::: MATERIAL SUPPLIED :::

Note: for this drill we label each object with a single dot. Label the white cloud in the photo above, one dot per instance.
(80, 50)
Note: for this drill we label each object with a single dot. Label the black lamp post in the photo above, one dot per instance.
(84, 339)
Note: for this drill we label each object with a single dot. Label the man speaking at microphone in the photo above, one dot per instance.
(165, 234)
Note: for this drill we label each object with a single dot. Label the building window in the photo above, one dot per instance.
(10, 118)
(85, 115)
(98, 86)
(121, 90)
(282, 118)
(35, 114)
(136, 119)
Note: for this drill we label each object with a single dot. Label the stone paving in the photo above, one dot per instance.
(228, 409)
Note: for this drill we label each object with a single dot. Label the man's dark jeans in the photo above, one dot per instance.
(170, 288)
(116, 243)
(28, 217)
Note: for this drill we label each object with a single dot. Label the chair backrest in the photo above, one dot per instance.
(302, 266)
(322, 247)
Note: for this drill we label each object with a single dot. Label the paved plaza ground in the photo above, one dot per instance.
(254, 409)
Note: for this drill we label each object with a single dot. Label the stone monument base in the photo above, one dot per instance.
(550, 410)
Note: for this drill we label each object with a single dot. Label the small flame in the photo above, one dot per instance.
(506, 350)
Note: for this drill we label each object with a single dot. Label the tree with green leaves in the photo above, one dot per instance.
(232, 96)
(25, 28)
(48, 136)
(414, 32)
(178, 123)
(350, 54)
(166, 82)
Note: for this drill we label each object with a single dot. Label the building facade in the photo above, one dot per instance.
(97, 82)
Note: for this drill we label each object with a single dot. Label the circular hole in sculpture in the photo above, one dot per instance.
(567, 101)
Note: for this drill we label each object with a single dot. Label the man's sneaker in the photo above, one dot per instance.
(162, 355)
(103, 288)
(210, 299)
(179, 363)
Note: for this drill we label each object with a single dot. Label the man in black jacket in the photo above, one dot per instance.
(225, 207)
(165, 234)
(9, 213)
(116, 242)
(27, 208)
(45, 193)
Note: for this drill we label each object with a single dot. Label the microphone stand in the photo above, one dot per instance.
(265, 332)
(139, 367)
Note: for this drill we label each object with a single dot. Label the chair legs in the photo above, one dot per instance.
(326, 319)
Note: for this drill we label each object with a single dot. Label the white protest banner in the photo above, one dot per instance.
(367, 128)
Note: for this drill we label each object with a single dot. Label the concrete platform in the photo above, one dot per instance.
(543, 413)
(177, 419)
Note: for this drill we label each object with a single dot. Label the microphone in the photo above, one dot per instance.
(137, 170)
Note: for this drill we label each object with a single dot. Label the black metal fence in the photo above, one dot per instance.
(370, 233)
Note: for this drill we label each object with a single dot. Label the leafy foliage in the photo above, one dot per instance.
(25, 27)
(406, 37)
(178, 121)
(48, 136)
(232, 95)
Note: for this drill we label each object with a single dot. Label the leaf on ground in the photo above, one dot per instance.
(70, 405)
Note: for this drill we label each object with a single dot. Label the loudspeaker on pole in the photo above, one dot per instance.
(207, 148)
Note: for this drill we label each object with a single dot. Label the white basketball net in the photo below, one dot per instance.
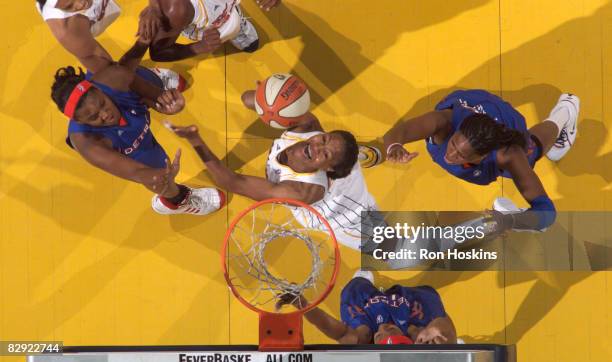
(247, 249)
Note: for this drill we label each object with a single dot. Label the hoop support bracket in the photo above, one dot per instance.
(281, 332)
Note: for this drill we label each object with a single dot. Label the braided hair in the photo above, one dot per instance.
(41, 3)
(486, 135)
(65, 80)
(349, 157)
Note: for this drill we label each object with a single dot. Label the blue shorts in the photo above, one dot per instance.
(354, 296)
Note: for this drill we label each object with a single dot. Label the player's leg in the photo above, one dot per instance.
(356, 294)
(247, 39)
(181, 199)
(558, 132)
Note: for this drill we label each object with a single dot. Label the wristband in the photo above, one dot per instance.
(393, 145)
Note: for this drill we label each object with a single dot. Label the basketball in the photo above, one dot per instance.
(280, 99)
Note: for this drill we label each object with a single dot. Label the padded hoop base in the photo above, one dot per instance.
(281, 332)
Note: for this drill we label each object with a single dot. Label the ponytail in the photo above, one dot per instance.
(486, 135)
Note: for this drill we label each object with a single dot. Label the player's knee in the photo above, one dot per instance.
(252, 47)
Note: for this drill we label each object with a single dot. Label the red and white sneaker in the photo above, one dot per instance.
(366, 274)
(170, 79)
(570, 104)
(201, 201)
(507, 206)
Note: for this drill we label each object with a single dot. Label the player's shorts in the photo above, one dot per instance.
(354, 296)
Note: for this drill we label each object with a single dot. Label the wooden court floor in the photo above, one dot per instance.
(84, 259)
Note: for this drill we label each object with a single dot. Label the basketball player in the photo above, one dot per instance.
(307, 164)
(208, 23)
(76, 23)
(110, 128)
(399, 315)
(477, 136)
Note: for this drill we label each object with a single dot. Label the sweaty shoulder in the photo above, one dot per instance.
(81, 141)
(74, 26)
(178, 12)
(306, 192)
(508, 155)
(115, 76)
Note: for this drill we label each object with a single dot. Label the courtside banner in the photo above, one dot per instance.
(448, 240)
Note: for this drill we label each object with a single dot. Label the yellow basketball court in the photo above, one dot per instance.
(85, 260)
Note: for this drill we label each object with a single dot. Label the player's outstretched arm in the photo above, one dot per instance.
(99, 154)
(542, 213)
(418, 128)
(74, 35)
(256, 188)
(267, 5)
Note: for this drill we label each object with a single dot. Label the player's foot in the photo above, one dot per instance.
(201, 201)
(247, 39)
(567, 109)
(170, 79)
(506, 206)
(366, 274)
(369, 156)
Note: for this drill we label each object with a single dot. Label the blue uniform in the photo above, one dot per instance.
(464, 104)
(132, 137)
(362, 304)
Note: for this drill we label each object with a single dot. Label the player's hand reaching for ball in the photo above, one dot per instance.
(290, 298)
(210, 42)
(430, 335)
(397, 153)
(267, 5)
(170, 102)
(149, 23)
(158, 180)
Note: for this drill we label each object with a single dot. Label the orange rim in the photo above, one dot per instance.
(332, 282)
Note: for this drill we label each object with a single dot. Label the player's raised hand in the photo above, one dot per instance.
(170, 102)
(158, 180)
(267, 5)
(210, 42)
(397, 153)
(189, 132)
(297, 301)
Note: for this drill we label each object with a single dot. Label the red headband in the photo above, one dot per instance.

:::

» **EXERCISE DIRECTIONS**
Above are the records; reproduce them exactly and leave out the pictures.

» **WRITTEN ANSWER**
Note: for this drill we label each object with a single dot. Label the white cloud in the photo above, one dot per instance.
(80, 50)
Note: for this drill we label each object with a single dot. Label the black lamp post in the photo above, one dot per instance.
(84, 339)
Note: for this drill we label each object with a single dot. Label the man speaking at microphone in the photo above, one dot per instance.
(165, 234)
Note: for this drill we label each object with a single dot. Label the building window in the photo above, one dot per instance.
(10, 118)
(85, 115)
(98, 86)
(121, 90)
(282, 118)
(35, 114)
(136, 119)
Note: for this drill we label each object with a single dot. Label the stone paving in the photo above, one dot per instance.
(228, 409)
Note: for this drill we label each object with a single dot. Label the man's dark jeans in the photo above, one dot per instance.
(170, 288)
(116, 243)
(28, 217)
Note: for this drill we label each object with a single dot. Label the chair backrest in the photo above, one dot per instance.
(302, 266)
(322, 247)
Note: for this drill we label each object with a single dot. Label the paved plaza ground in the photo above, one dot per instance.
(254, 409)
Note: for this drill we label each object with a single dot. Label the stone monument base in the photo above, one dot per instance.
(550, 410)
Note: for this drill we label each object with a single dot. Label the small flame in the photo above, one dot per instance.
(506, 350)
Note: for this drill we label each object with a single dot. Label the tree with green leaves in the photo above, one dot per instance.
(232, 96)
(25, 28)
(48, 136)
(414, 32)
(178, 123)
(350, 54)
(166, 82)
Note: for this drill we label each object with a single dot. Label the building facade in the photo above, one dot per instance.
(97, 82)
Note: for this drill we label each object with a single dot. Label the circular hole in sculpture in the photo above, one dot per instance.
(567, 101)
Note: for this drill we label each object with a single dot. Label the man's sneaker in the photo above, one dot per instance.
(162, 355)
(103, 288)
(210, 299)
(179, 363)
Note: for this drill we label each object with a single dot. Label the man in black jacket in the photo above, one dot per instance.
(225, 207)
(165, 234)
(9, 213)
(116, 242)
(27, 208)
(45, 193)
Note: for this drill we label each object with a single dot. Label the microphone stand in the photo above, one dot per instance.
(265, 332)
(139, 367)
Note: for this drill we label each object with a single dot. Label the chair legs in the photo above, one dot per instance.
(326, 319)
Note: for this drill we label each object with a single dot. Label the white protest banner in the photo above, one dot per instance.
(367, 128)
Note: for this drill we label each object with a single dot. Label the concrete platform in the photo above, one dot per instance.
(543, 413)
(177, 419)
Note: for this drill we label each object with a single dot. Label the microphone in the photo above, one dot per instance.
(137, 170)
Note: for this drill we label each object with a single dot. Label the black metal fence in the photo above, one dot per instance.
(370, 233)
Note: for this drill we label each object with a single dot. Label the leafy foliage in the photo above, one dot per instance.
(25, 27)
(406, 37)
(178, 121)
(48, 136)
(232, 95)
Note: for this drill we label each object with a single dot. Label the leaf on ground in the photo above, one dot per instance.
(70, 405)
Note: for this drill we label each object with a single dot. Label the loudspeaker on pole in the photo above, one dot per instance.
(207, 148)
Note: for this drill we label each object with a single dot. Label the white basketball net in the photo below, one dot per instance.
(247, 249)
Note: for this drill we label each object with a single dot. Label the hoop support bracket in the photo above, one dot per instance.
(281, 332)
Note: for this drill we label each object with a single dot. Label the braided hair in the photo above, one dot per instance.
(41, 3)
(486, 135)
(65, 80)
(349, 157)
Note: for this drill we label each object with a single dot. Label the blue shorts in the photo above, one dot per instance.
(354, 296)
Note: for this drill we label each object with a single dot. Label the player's leg in the photo above, one dot per instance.
(356, 294)
(247, 39)
(181, 199)
(558, 132)
Note: for this drill we label each object with a single dot. Label the wristband in the photo above, one dot per instance.
(393, 145)
Note: for this drill we label each object with a single dot. Label the basketball in the photo above, one dot per instance.
(280, 99)
Note: for this drill we label each object with a single dot. Label the padded hoop base in the photo above, one dot per instance.
(281, 332)
Note: for this drill we label each object with a single dot. Label the ponytail in the photo above, one dot per instance.
(486, 135)
Note: for this drill we label each object with a single dot. Label the player's knee in the photo above, one dot per instance.
(252, 47)
Note: for this drill we label each object with a single dot. Label the red and white sneaker in the photo above, one dot per instance.
(366, 274)
(170, 79)
(570, 104)
(201, 201)
(507, 206)
Note: for this drill we label each object with a single dot. Label the player's shorts in the photo above, one dot per instance.
(354, 296)
Note: for this drill we label each object with a single dot. Label the wooden court floor in the photo above, one dot per instance.
(84, 259)
Note: for this drill we label each object with a single dot. Label the basketball player in the photo above, one dot per instance.
(307, 164)
(208, 23)
(76, 23)
(110, 128)
(399, 315)
(477, 136)
Note: for this drill we label each object with a single dot. Label the sweaty shoulder in the photo above, one dot per instance.
(81, 141)
(74, 26)
(178, 12)
(306, 192)
(508, 155)
(115, 76)
Note: for this drill we label each object with a single dot. Label the courtside banner in the photo above, one dot per instance.
(448, 240)
Note: for this drill we label each object with a single dot. Label the yellow basketball court in the photo above, one dot per instance.
(85, 260)
Note: for this drill we label each object with a single dot. Label the player's outstretched arm in the photo above, one dot per instance.
(99, 154)
(542, 213)
(418, 128)
(74, 35)
(256, 188)
(267, 5)
Note: for this drill we label each object with a single dot. Label the player's foot in the photo above, one dot per instance.
(201, 201)
(247, 39)
(567, 109)
(170, 79)
(506, 206)
(366, 274)
(369, 156)
Note: for this drill we label each object with a single dot. Label the blue uniform in the photo above, one dot per instance.
(464, 104)
(132, 137)
(362, 304)
Note: for this drill we label each object with a single dot. Label the player's hand reaching for ball in the photo above, one dot per instance.
(290, 298)
(210, 42)
(430, 335)
(397, 153)
(267, 5)
(170, 102)
(149, 23)
(158, 180)
Note: for this drill we label each object with a single dot. Label the orange rim in the photo above, one dot per instance.
(332, 282)
Note: for this drill we label each object with a single dot. Label the player's raised hand in the photo above, one dot per instance.
(170, 102)
(158, 180)
(267, 5)
(210, 42)
(397, 153)
(189, 132)
(297, 301)
Note: for this drill we label each object with a single dot. Label the red headband in the photo above, one dot per instance.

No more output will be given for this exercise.